O que fazer. Reescreva de forma mais breve o parágrafo do trecho abaixo que começa com "Lembrando-me do primeiro dia de aula", mantendo seus fatos principais.

::: Trecho selecionado

Lembrando-me do
primeiro dia de aula, em que falávamos acerca das perspectivas antropológica,
fenomenológica e semiótica e suas principais contribuições no que compete ao entrelaçamento
entre os conceitos de sujeito, cultura, linguagem e aprendizagem; achei por bem
indicar um filme que há muito assisti e que, em virtude das discussões
levantadas em disciplina, concluí ser pertinente à reflexão sobre alguns
conceitos com os quais trabalhamos.

::::::
::: Registros fornecidos

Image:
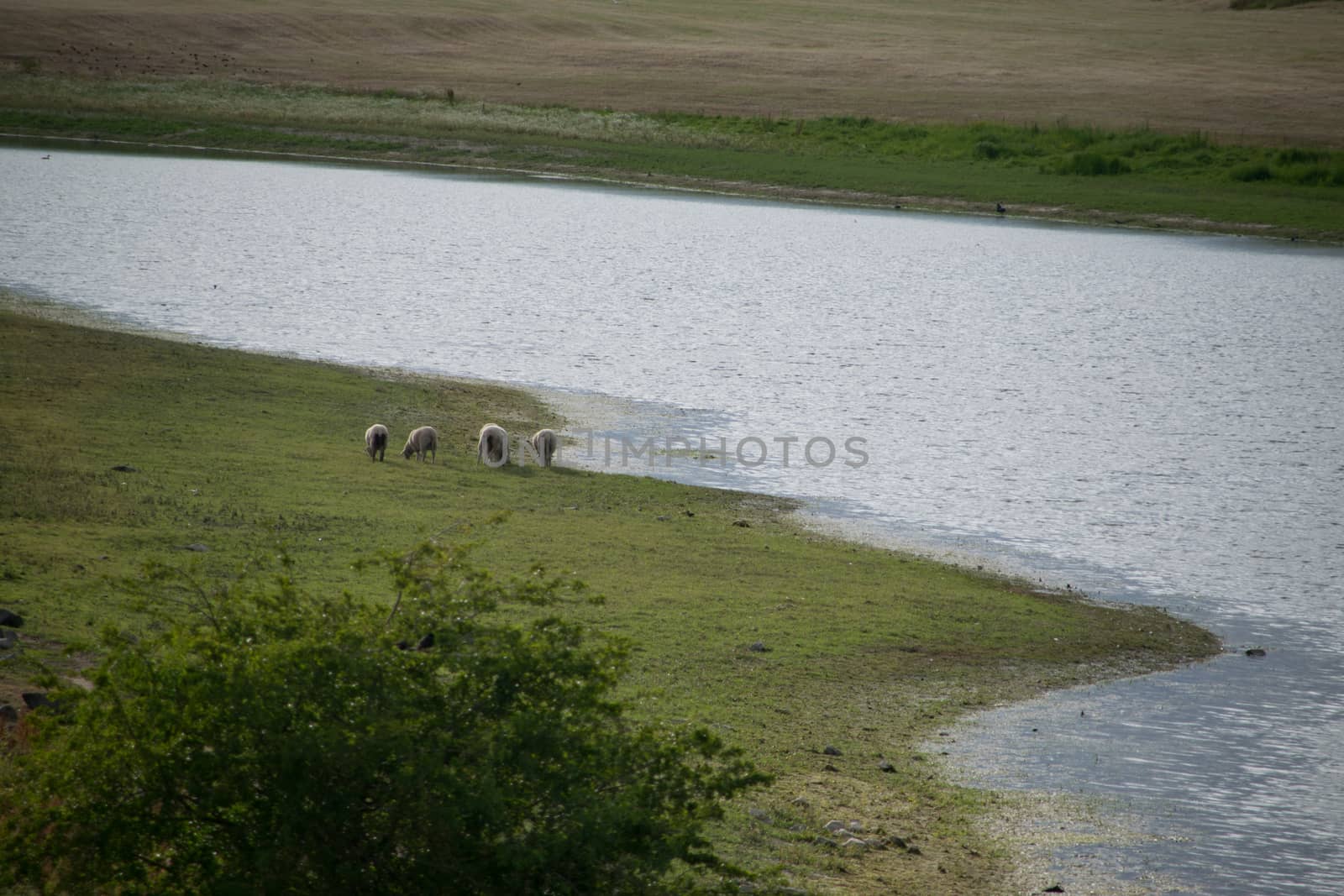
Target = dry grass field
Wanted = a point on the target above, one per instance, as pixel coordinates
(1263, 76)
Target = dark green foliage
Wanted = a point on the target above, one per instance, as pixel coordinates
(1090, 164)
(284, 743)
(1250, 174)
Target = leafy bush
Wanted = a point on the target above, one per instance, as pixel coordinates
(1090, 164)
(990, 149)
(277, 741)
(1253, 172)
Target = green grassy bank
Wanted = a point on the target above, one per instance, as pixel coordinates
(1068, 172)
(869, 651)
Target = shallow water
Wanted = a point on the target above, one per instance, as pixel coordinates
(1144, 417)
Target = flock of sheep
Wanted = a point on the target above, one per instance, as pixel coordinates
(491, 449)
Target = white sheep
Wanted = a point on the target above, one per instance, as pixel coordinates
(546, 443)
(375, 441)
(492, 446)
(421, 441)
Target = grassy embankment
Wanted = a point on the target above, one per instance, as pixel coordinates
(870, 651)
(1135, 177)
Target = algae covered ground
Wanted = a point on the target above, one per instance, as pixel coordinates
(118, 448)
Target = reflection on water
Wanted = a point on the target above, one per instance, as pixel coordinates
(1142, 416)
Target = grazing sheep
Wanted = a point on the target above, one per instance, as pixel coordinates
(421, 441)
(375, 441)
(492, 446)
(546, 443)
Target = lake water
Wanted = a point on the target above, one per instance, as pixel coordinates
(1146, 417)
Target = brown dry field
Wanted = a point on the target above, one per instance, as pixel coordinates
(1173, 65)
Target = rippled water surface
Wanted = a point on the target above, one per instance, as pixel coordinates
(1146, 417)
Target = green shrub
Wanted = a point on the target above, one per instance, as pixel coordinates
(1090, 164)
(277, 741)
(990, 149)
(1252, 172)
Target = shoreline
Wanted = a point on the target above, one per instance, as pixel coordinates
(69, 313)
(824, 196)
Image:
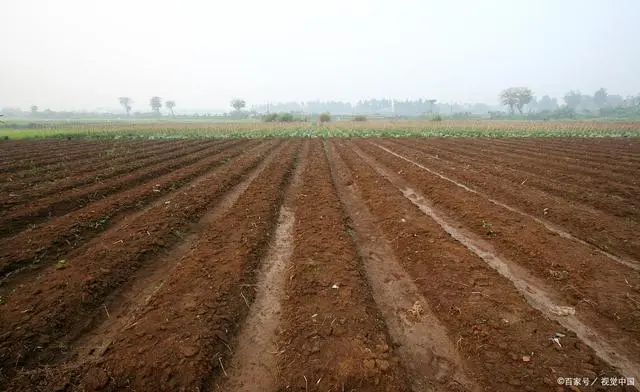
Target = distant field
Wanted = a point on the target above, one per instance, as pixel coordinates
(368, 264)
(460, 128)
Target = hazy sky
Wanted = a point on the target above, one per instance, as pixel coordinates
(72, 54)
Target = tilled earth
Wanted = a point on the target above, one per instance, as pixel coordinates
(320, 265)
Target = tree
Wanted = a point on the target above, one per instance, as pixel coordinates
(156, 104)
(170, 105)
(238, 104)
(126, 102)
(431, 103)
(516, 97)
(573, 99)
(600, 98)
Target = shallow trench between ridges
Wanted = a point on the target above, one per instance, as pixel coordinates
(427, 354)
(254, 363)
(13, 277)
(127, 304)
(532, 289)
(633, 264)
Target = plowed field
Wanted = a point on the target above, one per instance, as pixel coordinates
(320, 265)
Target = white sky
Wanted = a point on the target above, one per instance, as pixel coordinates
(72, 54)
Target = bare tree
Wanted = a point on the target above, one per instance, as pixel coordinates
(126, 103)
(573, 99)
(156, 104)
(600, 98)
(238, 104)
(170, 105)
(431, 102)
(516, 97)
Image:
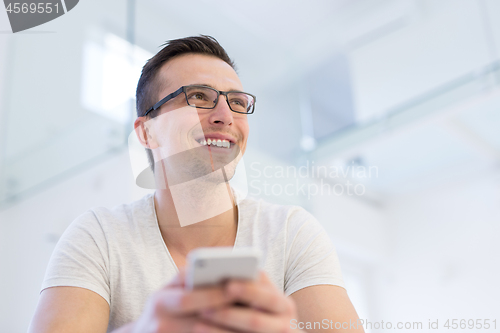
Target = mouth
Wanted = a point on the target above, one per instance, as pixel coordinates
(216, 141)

::::::

Resposta escrita. Recordando o primeiro dia de aula, quando discutimos as perspectivas antropológica, fenomenológica e semiótica e suas contribuições para o entrelaçamento entre sujeito, cultura, linguagem e aprendizagem, resolvi indicar um filme assistido há muito tempo. As discussões da disciplina me levaram a considerá-lo pertinente para refletir sobre alguns dos conceitos trabalhados.